GIVEN REQUEST: Starting at the line that contains "Can you see the stone" and ending with the last of the entries, format those lines as a Markdown table with the columns Row and Line, skipping any blank lines.

Entries from a point labeling set:
****************

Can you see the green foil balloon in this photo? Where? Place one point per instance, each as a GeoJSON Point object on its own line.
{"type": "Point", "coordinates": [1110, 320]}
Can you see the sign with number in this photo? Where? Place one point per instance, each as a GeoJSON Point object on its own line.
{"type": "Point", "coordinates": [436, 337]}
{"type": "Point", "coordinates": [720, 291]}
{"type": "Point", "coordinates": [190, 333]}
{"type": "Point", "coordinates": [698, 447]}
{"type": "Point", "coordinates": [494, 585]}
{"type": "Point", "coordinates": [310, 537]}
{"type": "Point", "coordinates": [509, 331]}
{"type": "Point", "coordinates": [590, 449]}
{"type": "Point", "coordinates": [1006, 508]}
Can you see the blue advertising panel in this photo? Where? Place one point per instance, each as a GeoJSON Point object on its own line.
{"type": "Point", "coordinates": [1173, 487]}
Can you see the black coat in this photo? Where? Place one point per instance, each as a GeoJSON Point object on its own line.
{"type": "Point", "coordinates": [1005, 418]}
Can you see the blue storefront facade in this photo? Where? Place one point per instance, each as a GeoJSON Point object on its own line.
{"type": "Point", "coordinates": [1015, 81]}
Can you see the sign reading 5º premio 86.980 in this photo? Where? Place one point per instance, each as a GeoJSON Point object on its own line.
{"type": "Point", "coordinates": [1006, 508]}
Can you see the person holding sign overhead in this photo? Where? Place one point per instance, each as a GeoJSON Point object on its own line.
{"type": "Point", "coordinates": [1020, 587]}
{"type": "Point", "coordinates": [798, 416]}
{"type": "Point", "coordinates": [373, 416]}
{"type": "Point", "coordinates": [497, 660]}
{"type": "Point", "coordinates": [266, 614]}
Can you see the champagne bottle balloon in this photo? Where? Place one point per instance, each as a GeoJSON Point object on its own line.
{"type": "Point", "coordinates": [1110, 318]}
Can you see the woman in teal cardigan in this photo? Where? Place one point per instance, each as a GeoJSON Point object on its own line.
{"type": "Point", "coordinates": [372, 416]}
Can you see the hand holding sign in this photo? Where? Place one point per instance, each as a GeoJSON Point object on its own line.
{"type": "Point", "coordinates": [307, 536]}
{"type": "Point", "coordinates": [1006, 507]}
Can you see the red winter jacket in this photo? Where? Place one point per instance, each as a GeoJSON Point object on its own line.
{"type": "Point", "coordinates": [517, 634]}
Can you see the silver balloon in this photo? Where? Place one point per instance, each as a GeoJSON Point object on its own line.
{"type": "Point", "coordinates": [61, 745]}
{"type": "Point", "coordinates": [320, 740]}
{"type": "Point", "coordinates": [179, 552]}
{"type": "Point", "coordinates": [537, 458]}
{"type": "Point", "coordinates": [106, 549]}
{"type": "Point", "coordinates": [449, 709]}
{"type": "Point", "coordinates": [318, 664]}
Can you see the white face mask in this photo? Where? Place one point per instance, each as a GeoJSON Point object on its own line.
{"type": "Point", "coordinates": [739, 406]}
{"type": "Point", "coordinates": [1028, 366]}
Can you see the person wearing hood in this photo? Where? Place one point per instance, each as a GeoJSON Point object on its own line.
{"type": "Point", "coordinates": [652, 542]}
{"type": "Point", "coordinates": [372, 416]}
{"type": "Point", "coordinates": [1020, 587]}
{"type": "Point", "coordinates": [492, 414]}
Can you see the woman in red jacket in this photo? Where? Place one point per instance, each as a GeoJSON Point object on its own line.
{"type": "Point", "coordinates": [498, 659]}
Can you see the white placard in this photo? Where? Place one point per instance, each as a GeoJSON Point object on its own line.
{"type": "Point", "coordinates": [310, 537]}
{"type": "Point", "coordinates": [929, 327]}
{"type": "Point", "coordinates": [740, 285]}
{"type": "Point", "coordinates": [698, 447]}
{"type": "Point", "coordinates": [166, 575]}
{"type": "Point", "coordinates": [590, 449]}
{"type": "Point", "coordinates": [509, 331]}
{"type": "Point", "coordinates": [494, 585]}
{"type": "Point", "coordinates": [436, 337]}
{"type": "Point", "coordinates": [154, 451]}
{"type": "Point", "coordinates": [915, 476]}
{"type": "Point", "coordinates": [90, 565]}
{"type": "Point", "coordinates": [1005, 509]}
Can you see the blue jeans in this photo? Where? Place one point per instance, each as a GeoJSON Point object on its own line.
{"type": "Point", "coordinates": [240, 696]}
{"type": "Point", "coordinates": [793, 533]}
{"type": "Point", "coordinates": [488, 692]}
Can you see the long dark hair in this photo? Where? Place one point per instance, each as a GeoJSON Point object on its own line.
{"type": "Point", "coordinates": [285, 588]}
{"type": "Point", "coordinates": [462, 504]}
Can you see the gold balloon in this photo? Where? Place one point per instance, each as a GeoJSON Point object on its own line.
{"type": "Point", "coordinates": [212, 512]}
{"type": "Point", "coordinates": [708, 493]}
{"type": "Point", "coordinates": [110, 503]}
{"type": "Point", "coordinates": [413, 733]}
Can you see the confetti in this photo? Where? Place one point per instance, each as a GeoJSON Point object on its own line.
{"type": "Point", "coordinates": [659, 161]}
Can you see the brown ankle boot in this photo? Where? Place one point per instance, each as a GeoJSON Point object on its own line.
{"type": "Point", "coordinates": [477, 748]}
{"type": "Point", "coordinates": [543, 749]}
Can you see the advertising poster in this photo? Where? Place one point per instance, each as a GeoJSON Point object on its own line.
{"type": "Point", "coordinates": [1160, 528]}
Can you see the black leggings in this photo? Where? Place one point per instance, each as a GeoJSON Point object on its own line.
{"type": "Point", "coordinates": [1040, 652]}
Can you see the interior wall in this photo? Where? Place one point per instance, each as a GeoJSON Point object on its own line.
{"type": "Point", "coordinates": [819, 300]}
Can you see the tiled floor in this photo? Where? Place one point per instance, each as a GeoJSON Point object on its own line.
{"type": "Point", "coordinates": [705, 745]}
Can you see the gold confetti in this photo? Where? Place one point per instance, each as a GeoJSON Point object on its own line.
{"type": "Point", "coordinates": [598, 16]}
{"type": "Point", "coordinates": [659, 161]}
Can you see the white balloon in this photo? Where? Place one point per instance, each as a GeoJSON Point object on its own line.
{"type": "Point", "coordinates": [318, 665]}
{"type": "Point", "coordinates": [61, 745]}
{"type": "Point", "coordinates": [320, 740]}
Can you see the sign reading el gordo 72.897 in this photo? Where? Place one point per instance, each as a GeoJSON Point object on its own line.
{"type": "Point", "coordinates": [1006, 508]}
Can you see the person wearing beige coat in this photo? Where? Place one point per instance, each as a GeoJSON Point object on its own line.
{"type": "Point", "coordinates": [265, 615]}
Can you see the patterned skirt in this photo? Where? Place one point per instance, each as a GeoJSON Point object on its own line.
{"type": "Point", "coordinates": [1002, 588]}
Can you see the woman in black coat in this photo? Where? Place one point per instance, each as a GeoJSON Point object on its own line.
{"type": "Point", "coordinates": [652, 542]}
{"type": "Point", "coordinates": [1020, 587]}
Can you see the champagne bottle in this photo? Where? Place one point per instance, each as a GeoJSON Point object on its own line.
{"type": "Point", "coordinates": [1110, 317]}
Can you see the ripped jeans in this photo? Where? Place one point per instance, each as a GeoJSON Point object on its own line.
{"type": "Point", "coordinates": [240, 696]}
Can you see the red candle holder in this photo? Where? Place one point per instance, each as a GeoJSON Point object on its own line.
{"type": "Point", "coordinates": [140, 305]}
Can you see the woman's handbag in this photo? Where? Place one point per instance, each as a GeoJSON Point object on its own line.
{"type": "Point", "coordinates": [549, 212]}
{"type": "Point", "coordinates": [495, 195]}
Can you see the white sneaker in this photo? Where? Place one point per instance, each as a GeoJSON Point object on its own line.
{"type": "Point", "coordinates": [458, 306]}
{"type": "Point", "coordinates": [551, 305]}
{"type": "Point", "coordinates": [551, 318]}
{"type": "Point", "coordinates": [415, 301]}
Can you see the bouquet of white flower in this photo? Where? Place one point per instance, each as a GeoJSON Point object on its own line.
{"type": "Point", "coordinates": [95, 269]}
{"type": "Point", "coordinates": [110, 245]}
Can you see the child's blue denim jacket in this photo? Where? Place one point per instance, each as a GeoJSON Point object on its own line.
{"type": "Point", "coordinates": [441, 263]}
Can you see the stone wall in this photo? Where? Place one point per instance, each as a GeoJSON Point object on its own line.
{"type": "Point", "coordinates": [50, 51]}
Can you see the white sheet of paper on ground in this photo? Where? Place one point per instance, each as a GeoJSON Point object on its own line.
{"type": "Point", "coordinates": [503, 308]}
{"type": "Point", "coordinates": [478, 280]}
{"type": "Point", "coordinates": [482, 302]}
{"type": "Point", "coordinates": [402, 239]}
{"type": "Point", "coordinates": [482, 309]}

****************

ANSWER TO THIS EXERCISE:
| Row | Line |
|---|---|
| 1 | Can you see the stone wall in this photo? Where? Place one point per instance, each as a GeoJSON Point object on its own line. |
| 2 | {"type": "Point", "coordinates": [50, 51]} |
| 3 | Can you see the white sheet of paper on ground in this photo? Where? Place one point per instance, each as a GeoJSON Point object on its own line. |
| 4 | {"type": "Point", "coordinates": [503, 308]} |
| 5 | {"type": "Point", "coordinates": [478, 280]} |
| 6 | {"type": "Point", "coordinates": [482, 302]} |
| 7 | {"type": "Point", "coordinates": [402, 239]} |
| 8 | {"type": "Point", "coordinates": [482, 309]} |